Go through the records below and list each line that has the word "stone" in it. Copy every such line in full.

══════

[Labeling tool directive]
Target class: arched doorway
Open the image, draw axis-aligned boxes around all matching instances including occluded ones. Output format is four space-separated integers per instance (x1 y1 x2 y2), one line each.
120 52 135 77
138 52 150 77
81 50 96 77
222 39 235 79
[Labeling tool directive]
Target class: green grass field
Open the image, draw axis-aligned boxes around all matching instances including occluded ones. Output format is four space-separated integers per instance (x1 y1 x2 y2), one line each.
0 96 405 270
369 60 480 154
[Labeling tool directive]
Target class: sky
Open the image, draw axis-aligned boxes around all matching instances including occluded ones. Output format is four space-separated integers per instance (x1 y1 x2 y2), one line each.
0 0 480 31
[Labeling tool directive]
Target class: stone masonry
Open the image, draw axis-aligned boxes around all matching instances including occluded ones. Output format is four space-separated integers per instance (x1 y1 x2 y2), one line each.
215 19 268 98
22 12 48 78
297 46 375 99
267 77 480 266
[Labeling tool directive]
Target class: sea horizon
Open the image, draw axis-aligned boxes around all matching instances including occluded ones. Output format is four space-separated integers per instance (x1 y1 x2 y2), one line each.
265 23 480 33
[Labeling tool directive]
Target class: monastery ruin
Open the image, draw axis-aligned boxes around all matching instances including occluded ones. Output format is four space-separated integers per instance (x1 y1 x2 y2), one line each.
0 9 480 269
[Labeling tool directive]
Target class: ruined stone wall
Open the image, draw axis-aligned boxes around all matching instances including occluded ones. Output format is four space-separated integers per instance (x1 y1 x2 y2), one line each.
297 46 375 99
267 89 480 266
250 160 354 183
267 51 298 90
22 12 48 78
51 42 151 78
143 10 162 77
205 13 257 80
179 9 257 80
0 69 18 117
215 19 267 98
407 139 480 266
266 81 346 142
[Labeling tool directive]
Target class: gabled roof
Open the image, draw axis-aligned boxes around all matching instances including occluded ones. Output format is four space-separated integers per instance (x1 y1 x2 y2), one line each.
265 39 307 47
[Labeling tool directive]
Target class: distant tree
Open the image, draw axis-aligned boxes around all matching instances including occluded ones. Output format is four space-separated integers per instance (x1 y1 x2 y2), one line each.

══════

▶ **Answer in full**:
Target class: stone masonry
Target class: ruined stone wall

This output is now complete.